Chef Myers seeks three things in his kitchen: perfection, creativity and harmony. His culinary vision and commitment to cultural diversity are what make Sona among the best and most popular culinary destinations in Los Angeles.

The following are his recipes for Oscar Entertaining Hors d'Oeuvres

Grilled Miso Marinated Beef Skewers

1 1/2 lb. flank steak, sliced against the grain into thin ribbons
1/2 cup miso (red or white, red preferable)
16 skewers


  1. In a bowl, toss your sliced meat with the miso. Toss well, so the miso is coating the meat.
  2. Cover the bowl with plastic wrap. Place bowl in the refridgerator and let the meat marinate for an hour.
  3. Thread the ribbons of flank steak on the skewers. Place two to three pieces of meat on each skewer.
  4. Using a grill pan or an indoor electric grill, grill the meat on high heat, 2 minutes per side.
  5. Transfer to a serving platter. Cover with foil and keep warm until ready to serve.

Chef's Note: If you cannot find miso, you can use 1 cup soy sauce, 2 Tablespoons sesame oil, 1/4 cup of chopped fresh ginger, and 1/2 cup of sesame seeds in its place.

Grilled Shrimp with Rosemary

24 shell-on shrimp, extra large or jumbo
1/4 cup olive oil
1 tablespoon fresh rosemary, chopped fine
12 skewers


  1. Soak the skewers in cold water for an hour. This will help the skewers from burning.
  2. Peel the shrimp and devein.
  3. In a large bowl, toss the shrimp with 1/4 cup olive oil and rosemary. Season with salt/pepper.
  4. Place two shrimp on each skewer. Place the skewers on grill pan or indoor grill. Using high heat, grill until shrimp becomes opaque - usually 1 minute per side.
  5. Remove from heat, and serve on a platter.

Baked Brie on Toast Points

1 round of Brie (approx. 1/2 lb)

(Source records)

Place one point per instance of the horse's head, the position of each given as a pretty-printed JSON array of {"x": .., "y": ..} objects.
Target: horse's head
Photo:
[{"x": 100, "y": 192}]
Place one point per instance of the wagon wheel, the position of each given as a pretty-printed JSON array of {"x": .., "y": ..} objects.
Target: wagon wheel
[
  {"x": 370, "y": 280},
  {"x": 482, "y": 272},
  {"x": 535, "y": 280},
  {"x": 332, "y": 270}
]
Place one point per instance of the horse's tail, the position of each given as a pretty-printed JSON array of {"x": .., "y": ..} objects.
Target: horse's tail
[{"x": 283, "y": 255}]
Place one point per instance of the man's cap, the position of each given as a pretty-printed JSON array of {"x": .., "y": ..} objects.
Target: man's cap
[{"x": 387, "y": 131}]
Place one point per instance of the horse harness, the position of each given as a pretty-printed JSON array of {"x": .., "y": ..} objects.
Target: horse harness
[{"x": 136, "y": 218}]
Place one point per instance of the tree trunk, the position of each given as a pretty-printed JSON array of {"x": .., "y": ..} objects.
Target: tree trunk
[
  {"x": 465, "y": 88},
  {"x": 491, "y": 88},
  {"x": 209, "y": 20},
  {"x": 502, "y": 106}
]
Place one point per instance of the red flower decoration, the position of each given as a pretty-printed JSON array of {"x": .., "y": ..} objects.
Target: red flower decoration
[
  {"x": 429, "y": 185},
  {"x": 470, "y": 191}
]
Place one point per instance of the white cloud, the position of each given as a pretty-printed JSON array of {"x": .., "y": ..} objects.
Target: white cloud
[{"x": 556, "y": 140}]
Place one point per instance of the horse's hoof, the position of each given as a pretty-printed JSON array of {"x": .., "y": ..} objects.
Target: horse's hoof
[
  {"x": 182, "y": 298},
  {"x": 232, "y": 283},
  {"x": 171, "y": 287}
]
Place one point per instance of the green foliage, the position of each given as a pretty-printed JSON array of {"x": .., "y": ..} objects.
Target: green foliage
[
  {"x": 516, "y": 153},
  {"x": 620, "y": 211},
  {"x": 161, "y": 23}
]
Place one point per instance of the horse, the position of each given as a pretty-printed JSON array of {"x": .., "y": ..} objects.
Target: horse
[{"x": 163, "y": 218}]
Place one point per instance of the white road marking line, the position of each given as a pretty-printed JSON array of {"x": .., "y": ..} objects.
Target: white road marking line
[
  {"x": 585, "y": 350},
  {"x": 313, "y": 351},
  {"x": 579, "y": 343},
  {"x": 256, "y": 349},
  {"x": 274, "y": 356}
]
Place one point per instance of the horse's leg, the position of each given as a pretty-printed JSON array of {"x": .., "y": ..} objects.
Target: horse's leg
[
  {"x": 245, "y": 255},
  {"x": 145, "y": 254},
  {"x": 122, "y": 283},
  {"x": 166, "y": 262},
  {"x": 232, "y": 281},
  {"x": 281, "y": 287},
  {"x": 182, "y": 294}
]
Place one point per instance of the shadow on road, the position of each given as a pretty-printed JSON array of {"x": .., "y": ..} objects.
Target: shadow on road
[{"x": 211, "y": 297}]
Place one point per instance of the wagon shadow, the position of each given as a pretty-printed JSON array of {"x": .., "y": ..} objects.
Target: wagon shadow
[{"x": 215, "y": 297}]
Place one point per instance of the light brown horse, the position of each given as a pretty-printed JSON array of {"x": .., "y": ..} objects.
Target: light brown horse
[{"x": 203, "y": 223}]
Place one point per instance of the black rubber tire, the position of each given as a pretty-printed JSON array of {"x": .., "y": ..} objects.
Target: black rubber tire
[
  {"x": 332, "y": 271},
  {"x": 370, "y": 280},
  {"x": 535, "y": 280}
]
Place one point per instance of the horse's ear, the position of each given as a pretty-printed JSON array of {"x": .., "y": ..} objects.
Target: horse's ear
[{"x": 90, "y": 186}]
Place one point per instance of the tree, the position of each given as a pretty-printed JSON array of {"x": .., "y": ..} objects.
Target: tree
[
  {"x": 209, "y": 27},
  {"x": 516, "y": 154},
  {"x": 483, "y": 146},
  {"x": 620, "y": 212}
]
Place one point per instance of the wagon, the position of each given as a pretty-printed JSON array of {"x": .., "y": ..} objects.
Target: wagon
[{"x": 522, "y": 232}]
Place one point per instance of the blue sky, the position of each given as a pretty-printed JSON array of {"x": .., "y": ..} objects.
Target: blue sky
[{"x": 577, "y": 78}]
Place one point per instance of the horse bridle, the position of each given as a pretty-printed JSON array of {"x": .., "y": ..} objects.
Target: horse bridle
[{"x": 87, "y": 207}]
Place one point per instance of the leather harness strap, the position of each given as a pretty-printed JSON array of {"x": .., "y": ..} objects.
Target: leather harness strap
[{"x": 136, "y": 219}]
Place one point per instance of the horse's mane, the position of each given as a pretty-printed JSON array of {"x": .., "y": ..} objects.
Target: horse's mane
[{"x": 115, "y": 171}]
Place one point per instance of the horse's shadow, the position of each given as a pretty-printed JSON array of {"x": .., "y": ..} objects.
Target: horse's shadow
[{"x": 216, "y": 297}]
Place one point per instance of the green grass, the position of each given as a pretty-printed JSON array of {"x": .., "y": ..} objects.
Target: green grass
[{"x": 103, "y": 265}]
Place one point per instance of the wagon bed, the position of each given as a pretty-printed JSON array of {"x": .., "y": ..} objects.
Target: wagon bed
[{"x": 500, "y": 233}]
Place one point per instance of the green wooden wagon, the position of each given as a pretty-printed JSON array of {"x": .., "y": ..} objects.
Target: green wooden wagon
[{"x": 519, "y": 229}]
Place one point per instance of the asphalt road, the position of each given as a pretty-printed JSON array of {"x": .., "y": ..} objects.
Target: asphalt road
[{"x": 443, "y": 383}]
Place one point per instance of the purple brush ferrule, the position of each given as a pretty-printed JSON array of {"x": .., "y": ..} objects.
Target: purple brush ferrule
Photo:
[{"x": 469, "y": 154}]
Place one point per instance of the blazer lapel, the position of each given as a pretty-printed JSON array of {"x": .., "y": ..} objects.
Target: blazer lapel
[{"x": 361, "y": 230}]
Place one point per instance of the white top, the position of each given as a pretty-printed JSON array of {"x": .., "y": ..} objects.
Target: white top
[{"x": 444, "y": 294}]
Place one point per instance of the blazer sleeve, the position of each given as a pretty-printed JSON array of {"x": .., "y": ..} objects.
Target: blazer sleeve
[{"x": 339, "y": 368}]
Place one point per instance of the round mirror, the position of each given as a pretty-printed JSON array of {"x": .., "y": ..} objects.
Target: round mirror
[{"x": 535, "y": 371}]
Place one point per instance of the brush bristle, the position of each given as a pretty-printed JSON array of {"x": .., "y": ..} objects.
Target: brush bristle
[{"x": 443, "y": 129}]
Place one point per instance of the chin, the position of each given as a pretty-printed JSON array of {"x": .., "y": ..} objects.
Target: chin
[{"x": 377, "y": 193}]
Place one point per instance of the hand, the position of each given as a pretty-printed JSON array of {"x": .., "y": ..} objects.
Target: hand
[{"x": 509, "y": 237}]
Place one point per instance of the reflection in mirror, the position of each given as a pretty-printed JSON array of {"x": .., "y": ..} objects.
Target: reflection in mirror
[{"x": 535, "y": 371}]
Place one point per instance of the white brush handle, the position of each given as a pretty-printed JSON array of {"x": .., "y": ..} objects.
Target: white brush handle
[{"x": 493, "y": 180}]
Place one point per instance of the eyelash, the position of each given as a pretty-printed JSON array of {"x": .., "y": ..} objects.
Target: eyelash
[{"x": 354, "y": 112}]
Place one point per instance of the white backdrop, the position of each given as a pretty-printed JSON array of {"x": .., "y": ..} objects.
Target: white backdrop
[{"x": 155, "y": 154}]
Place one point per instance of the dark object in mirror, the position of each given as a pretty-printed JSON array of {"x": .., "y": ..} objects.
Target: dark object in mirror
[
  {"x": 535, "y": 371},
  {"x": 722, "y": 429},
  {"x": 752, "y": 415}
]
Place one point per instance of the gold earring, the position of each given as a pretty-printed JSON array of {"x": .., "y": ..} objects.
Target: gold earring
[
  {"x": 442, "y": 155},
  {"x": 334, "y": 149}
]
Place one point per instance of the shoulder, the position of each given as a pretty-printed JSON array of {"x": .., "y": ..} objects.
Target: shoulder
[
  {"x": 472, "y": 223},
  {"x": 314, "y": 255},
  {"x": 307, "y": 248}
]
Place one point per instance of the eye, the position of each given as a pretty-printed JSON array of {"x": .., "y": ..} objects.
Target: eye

What this task involves:
Carry on the text of Chef Myers's Oscar hors d'oeuvres recipes from the point at which it stops.

Output of the exercise:
2 Tablespoons dry white wine
24 slices of white bread
Oven-safe casserole
Butter to butter casserole


  1. Pre-heat oven to 350 degrees.
  2. Place brie in an oven-safe casserole dish that has been buttered.
  3. Using a spoon or a paring knife, create a one-inch hole in the middle of the cheese.
  4. Then pour 2 Tablespoons of dry, white wine in the hole.
  5. Bake at 350 degrees for 10 minutes.
  6. Remove from the oven. Serve hot with toast points.

Method for toast points:
  1. Pre-heat oven to 425 degrees.
  2. Remove the crusts from the bread slices, cut each slice into four triangles.
  3. Place the bread on a non-stick baking sheet. Lightly toast in the oven for 4 to 5 minutes -- checking to make sure bread isn't becoming too dark. Then turn the bread and toast for another 2 minutes.
  4. Cool the toast points on a cooling rack prior to serving.

Blackberry Granita

2 pints fresh blackberries, rinsed and patted dry
1/2 cup water
1/2 cup red wine
1/2 cup sugar
cinnamon stick

For the simple syrup:
1 cup water
1 cup sugar

Shallow baking pan 13-by-9 or 13-by-11
Fork for scraping


  1. Combine the blackberries, 1/2 cup water, 1/2 cup red wine, 1/2 cup sugar, and cinnamon stick in a medium sauce pan. Bring to a boil using medium heat. Once the mixture begins to boil, remove from heat. Let mixture cool for 15 minutes.
  2. Strain the mixture through a fine sieve, but do not press down or the mixture will become cloudy.

Make a simple syrup:
Combine the cup of sugar with the cup of water in a small saucepan and bring to a boil. Once it begins to boil, remove from heat and cool.

For the granita:

  1. Add cooled simple syrup mixture to strained berry mixture to taste.
  2. Put the mixture in a shallow baking pan, cover with plastic wrap, and freeze overnight or at least eight hours.
  3. When ready to serve, take a fork and scrap into fine crystals.
  4. Serve in fun martini glasses.

Food Terminology:

Miso: It is a paste used in Japanese cooking. It is a fermented grain or bean paste made from ingredients such as soybeans, barley and rice. There are many varieties of miso now available. Barley (mugi) or soybean (hatcho) miso is usually recommended for daily use. Miso is especially good for the circulatory and digestive organs. It is high in protein and vitamin B12.

Flank Steak: Flank steak is a tougher cut of beef but if you don't overcook it and you slice it thin, against the grain, the meat will be tender and quite enjoyable. A flank steak is a long, fibrous cut of beef, which comes from an animal's lower hindquarters.

Brie: This is a soft creamy white cheese; milder than Camembert.